DATA RECORDS:

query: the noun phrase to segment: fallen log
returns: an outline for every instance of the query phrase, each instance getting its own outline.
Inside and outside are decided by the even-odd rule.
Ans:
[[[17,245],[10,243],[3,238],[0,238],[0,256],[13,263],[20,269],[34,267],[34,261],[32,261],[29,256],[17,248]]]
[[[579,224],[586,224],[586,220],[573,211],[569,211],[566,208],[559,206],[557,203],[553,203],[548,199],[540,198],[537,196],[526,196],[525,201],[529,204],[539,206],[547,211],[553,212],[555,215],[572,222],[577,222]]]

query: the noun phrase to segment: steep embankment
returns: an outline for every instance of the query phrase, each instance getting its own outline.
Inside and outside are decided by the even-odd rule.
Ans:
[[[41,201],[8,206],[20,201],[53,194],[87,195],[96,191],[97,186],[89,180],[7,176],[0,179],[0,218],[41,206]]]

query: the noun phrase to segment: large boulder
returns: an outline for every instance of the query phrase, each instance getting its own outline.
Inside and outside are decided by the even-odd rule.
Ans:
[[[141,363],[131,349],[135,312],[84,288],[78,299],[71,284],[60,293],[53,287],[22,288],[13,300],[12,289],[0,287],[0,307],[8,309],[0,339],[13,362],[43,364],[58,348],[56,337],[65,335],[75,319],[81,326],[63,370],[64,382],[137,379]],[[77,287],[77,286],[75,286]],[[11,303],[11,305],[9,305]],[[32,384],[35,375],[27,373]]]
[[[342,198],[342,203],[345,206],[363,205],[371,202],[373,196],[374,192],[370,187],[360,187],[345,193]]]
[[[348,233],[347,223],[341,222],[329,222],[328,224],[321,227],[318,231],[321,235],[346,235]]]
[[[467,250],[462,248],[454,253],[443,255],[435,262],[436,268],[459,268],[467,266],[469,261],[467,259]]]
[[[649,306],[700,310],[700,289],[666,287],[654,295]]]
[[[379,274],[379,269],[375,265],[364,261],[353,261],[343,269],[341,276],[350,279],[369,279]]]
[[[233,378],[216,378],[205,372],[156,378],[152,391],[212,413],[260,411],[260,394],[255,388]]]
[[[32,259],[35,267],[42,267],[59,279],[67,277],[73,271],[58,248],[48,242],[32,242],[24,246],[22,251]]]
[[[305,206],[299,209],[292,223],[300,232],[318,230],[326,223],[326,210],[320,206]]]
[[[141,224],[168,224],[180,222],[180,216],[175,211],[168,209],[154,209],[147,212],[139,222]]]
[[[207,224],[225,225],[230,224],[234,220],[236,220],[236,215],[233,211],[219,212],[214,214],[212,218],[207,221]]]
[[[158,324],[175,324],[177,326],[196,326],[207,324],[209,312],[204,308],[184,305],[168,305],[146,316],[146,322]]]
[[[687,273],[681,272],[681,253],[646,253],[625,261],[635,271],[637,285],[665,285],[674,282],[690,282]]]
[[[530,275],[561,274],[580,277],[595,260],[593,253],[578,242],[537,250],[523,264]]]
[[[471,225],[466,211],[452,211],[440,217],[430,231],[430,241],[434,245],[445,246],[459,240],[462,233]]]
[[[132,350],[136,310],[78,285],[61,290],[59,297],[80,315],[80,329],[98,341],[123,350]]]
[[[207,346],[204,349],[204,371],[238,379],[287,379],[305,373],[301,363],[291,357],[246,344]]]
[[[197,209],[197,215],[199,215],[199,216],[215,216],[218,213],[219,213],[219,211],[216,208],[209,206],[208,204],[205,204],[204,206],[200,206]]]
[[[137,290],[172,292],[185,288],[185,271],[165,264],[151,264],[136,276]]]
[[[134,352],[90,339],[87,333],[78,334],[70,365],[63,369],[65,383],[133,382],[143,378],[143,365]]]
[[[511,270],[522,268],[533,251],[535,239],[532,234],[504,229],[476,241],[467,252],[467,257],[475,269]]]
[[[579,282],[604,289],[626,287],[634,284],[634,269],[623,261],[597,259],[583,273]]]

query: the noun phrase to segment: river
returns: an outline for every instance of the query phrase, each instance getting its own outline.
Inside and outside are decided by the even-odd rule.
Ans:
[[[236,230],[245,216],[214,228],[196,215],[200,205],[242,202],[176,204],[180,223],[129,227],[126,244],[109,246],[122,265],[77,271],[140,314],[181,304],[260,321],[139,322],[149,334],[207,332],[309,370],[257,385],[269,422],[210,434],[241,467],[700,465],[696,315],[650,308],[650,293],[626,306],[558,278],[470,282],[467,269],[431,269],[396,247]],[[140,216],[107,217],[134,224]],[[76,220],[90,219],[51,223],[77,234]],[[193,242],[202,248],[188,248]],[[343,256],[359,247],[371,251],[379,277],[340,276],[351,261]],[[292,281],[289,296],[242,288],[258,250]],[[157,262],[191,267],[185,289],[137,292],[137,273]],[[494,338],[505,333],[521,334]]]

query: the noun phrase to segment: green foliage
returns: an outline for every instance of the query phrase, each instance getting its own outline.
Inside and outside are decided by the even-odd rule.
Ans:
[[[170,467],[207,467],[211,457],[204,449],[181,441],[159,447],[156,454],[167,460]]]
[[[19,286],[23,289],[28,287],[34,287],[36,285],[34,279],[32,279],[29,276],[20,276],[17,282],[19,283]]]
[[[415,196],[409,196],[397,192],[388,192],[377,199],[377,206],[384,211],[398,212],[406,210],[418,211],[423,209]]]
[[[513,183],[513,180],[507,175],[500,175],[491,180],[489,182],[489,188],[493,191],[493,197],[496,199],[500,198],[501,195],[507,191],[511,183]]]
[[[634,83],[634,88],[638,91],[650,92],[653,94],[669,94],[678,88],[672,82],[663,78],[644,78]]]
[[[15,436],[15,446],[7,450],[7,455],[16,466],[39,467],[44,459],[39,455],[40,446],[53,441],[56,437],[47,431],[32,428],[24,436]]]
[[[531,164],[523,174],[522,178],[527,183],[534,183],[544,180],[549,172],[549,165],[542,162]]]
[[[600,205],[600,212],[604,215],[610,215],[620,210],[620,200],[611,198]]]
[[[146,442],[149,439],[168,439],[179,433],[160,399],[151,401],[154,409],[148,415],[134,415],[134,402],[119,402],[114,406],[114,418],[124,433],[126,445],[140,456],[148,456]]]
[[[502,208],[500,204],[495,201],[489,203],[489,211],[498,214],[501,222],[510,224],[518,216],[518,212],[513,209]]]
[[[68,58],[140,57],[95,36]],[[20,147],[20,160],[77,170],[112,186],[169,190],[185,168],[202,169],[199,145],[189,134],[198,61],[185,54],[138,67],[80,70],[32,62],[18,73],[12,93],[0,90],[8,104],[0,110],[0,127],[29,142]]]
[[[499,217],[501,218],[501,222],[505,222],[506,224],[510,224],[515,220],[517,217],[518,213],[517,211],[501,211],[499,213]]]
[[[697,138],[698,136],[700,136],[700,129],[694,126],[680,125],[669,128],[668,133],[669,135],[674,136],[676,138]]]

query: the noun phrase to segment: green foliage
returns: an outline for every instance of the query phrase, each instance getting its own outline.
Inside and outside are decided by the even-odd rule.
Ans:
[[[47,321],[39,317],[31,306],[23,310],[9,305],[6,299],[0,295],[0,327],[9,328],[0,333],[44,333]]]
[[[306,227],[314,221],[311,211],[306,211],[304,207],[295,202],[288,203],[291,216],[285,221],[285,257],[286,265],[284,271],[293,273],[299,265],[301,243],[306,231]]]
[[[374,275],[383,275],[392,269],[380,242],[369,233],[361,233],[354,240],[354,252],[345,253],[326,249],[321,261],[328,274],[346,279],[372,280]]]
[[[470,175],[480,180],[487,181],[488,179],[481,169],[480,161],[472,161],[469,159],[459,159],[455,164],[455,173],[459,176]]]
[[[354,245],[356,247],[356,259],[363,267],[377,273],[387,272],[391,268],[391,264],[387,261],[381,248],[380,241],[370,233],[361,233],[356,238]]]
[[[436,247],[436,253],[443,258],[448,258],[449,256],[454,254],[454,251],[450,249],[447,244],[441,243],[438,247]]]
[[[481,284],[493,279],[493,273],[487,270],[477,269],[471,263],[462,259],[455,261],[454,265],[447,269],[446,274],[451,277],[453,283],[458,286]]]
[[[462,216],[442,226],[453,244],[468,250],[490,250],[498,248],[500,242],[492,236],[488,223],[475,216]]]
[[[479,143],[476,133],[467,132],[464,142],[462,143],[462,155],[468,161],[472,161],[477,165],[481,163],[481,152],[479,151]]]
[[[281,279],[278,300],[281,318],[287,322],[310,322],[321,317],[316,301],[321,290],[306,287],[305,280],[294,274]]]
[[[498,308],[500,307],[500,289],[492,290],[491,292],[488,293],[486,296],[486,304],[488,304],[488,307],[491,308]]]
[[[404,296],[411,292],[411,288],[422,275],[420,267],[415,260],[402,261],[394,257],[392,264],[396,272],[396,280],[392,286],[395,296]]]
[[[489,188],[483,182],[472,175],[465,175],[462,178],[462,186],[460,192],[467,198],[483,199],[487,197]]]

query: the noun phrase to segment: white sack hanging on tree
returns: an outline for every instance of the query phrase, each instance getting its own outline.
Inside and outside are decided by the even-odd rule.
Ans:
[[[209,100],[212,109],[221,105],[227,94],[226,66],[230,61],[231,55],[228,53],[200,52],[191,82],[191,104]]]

TASK BRIEF: All lines that contain the word "noun" should be copied from the listing.

ANSWER TO THE PROBLEM:
query: the noun phrase to segment: fallen log
query: the noun phrase to segment: steep embankment
query: the noun phrase to segment: large boulder
query: the noun phrase to segment: river
query: the noun phrase to segment: green foliage
query: the noun phrase to segment: green foliage
query: the noun phrase to segment: white sack hanging on tree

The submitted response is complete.